━━━━━ Text segment ━━━━━

Tea. Laptop. CV. GO!


Then proofread again. Get someone else to proofread it, then, just before you send it, proofread it again. There are loads of different criteria that HR-bod use to whittle the original five-hundred CVs down to a manageable few dozen. The one, universally agreed method, though, is to reject any with poor spelling and grammar. Sorry. Not sorry, just proofread the damn thing!

Summarise yourself

You know how all those CV ‘how to’ guides tell you to tailor your CV for every job application? Quite frankly, that’s bollocks. If you’re applying for ten jobs a day, do you really have the time and energy to re-write your C.V. to fit every job specification? Hell, no! Anyway, that’s what the cover letter’s for (we’ll talk about that another day). Use the first 100 words to sell yourself and highlight the parts of your experience, education, skills and interests make you right for this job. Catch their attention here, and your prospective employer will read on.

This is, however, the part that most people struggle with. Ask a friend, workmate or even your boss to describe what makes you a valuable colleague. Take snippets from your appraisals or feedback and use it in your summary. Don’t be all British and modest about it, do this well and employers will take note.

━━━━━ Excerpted records ━━━━━

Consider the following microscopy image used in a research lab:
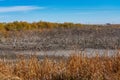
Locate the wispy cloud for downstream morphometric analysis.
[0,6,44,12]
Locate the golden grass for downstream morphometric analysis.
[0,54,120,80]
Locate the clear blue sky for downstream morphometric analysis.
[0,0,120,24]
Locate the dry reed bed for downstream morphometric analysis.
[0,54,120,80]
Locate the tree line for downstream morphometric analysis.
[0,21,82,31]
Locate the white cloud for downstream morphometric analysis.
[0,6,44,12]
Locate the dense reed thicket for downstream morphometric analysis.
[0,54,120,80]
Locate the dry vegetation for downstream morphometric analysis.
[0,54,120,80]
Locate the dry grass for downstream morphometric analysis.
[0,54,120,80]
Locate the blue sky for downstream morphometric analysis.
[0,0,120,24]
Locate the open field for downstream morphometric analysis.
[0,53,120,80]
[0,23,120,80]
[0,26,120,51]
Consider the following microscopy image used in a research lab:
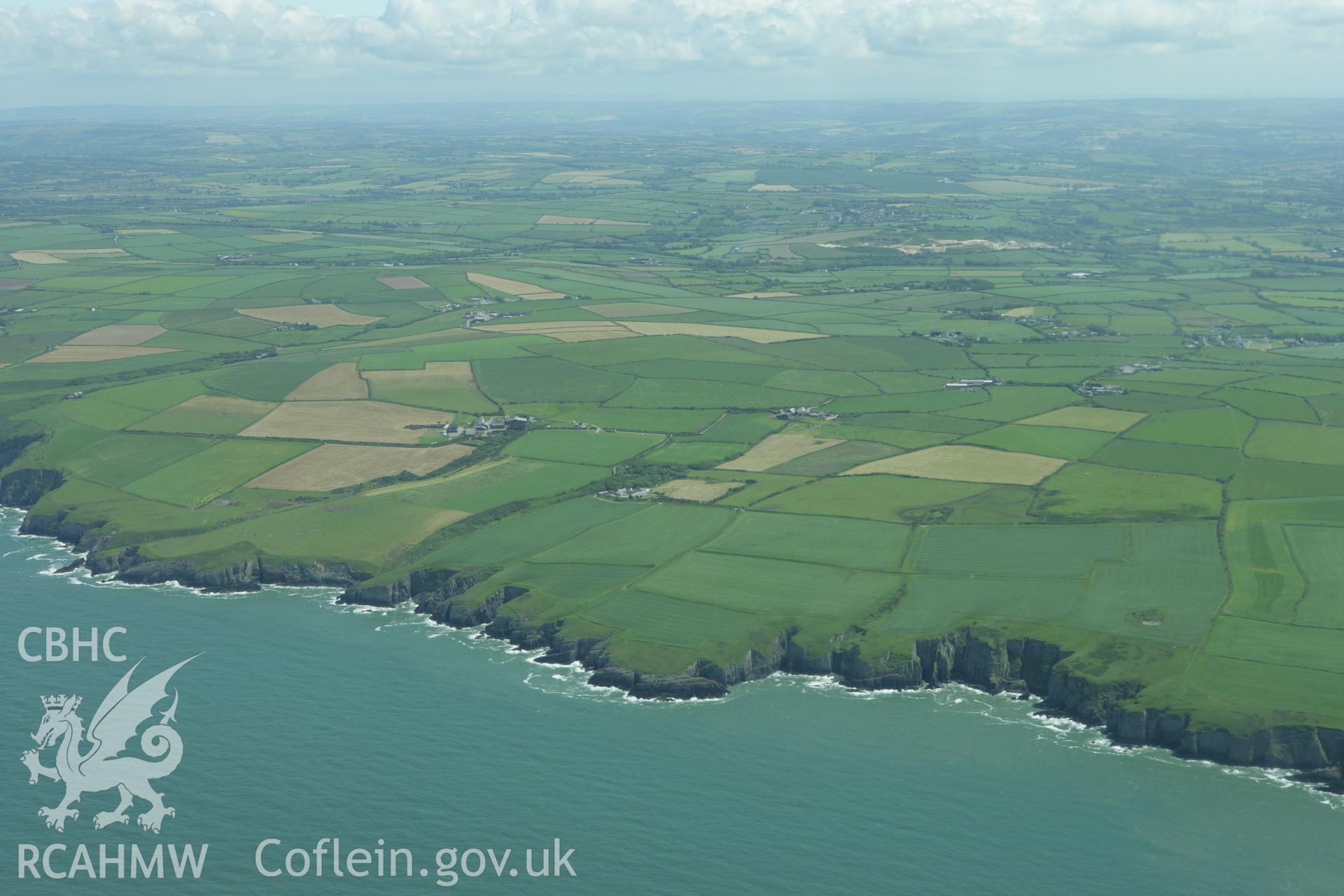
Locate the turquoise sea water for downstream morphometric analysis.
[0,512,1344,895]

━━━━━
━━━━━ Excerpted records ━━━━━

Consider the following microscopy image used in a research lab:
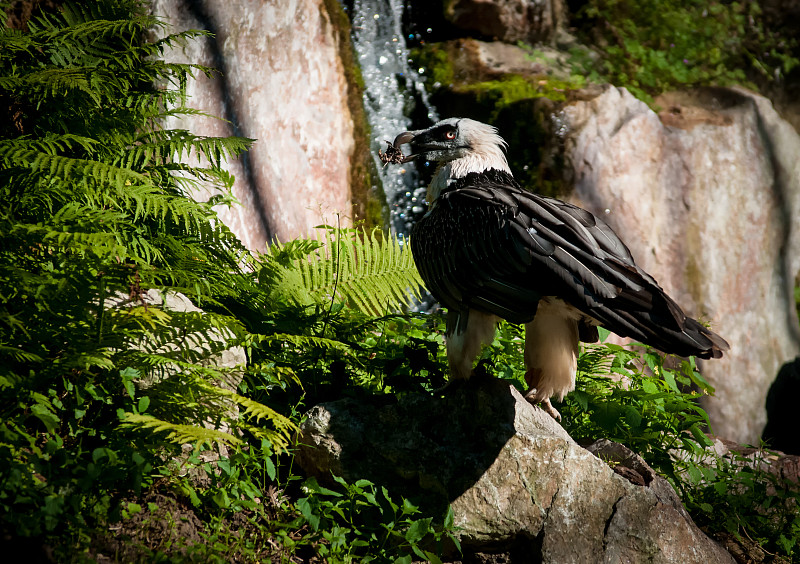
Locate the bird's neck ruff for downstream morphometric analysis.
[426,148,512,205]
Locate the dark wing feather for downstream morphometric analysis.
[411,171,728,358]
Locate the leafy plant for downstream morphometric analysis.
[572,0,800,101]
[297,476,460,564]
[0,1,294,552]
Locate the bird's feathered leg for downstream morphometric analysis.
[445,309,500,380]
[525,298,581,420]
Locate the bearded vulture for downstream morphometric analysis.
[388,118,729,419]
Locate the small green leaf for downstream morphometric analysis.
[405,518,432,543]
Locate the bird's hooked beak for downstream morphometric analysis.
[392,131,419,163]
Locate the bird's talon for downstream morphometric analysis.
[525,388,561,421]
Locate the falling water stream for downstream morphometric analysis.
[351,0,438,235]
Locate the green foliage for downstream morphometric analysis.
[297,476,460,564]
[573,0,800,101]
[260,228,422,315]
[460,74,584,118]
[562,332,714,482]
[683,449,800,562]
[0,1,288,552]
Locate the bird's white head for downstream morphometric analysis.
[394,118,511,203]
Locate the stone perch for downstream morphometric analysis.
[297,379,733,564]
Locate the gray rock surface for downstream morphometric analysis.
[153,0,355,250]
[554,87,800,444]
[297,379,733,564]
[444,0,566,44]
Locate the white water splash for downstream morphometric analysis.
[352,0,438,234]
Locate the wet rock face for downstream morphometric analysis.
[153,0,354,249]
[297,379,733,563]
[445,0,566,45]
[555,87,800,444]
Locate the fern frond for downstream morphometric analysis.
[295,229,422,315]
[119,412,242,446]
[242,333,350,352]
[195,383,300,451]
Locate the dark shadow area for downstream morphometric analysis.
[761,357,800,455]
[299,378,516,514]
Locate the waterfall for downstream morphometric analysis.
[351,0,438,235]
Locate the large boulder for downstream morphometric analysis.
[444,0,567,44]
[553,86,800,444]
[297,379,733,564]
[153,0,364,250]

━━━━━
━━━━━ Excerpted records ━━━━━

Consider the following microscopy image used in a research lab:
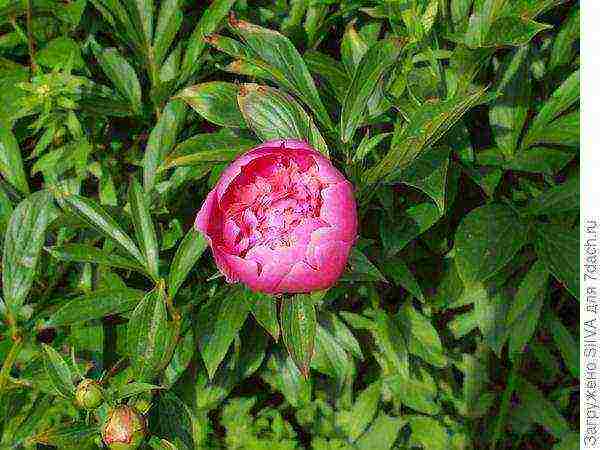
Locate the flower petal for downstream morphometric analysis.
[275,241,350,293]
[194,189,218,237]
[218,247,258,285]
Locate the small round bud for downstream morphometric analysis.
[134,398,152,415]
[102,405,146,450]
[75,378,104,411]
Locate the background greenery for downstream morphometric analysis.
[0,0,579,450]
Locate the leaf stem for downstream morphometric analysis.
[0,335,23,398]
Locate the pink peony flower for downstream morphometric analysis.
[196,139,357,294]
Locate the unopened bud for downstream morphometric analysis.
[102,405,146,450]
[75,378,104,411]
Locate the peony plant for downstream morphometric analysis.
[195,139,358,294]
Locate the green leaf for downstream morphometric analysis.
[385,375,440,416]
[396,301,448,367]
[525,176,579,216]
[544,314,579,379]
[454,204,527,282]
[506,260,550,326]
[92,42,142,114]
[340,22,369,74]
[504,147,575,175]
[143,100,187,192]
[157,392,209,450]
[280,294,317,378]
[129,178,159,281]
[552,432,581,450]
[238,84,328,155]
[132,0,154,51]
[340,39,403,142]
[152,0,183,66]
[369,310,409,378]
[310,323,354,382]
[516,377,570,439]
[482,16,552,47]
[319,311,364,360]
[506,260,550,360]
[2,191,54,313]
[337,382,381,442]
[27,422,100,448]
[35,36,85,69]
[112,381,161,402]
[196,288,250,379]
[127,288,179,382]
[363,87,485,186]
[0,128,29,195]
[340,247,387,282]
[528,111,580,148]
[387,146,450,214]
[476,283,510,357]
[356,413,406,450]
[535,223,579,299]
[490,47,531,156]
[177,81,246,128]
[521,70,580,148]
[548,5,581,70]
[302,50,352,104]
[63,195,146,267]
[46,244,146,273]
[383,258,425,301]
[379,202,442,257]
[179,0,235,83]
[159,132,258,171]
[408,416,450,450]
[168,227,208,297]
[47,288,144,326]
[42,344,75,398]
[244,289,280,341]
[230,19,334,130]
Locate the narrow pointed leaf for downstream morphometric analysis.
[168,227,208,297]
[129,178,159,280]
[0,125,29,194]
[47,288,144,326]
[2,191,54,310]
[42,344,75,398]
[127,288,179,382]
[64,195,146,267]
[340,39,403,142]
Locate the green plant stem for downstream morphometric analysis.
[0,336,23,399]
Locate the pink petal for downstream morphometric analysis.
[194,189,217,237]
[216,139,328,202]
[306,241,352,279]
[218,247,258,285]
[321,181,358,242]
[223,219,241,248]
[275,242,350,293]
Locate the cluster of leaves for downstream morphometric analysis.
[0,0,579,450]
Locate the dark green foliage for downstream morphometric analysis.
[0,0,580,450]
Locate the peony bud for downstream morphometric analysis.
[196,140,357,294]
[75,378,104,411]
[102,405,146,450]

━━━━━

**Required task A**
Reproduce verbatim the stretch of the CV advice text from "Summarise yourself" through "will read on.".
**Required task B**
In the CV advice text, how much of the CV should be used to sell yourself and highlight what makes you right for the job?
**Required task C**
Continue the CV advice text, starting right after its final sentence.

**Task output A**
Summarise yourself

You know how all those CV ‘how to’ guides tell you to tailor your CV for every job application? Quite frankly, that’s bollocks. If you’re applying for ten jobs a day, do you really have the time and energy to re-write your C.V. to fit every job specification? Hell, no! Anyway, that’s what the cover letter’s for (we’ll talk about that another day). Use the first 100 words to sell yourself and highlight the parts of your experience, education, skills and interests make you right for this job. Catch their attention here, and your prospective employer will read on.

**Task output B**
The first 100 words.

**Task output C**
Stand out

  • GSM – Go big or go home. This will sound odd, but bear with me. Imagine that you’re leafing through dozens of CVs and you come to an extra thick sheet. Have two gotten stuck together? No, it’s just one CVs, printed on lovely, high quality paper! It’s already got your attention so you might as well read it. 
  • Share a photo. It’s quite an American trait to include a photograph of yourself, but if you’re applying for a customer-facing position, it’s worth a go. Make sure it’s a professional headshot, not a random holiday snap, though. 
  • Go Legally Blonde. Eye catching, stylish letterheads are another great way to grab attention, as is using coloured paper (a la Elle Woods). Scented CVs are an option, too, but once it’s been bundled up with all the rest, it’ll be hard to know whose CV is the smelly one!

Know your audience

The above suggestions above might raise an eyebrow or two at an austere family accountancy firm, but delight at a modern marketing company. Use your judgement here. A GIF-tastic electronic CV is an awesome thing to do if you work in web design, whereas it’s less suited to an application to The Times, for example. 

Keep up-to-date

The best way to hone that CV into a thing of beauty is to update it regularly, once a month should do it. Don’t leave your CV untouched from one year to the next, even if you’re deliriously happy in your job. Look at it with fresh eyes every now and again, get rid of the dross. Get someone else to read it, too. They’ll pick up on those irrelevant bits that you just can’t bear to lose and spot the parts that read clunkily. Listen to their feedback and refine accordingly.

What are your best CV tips?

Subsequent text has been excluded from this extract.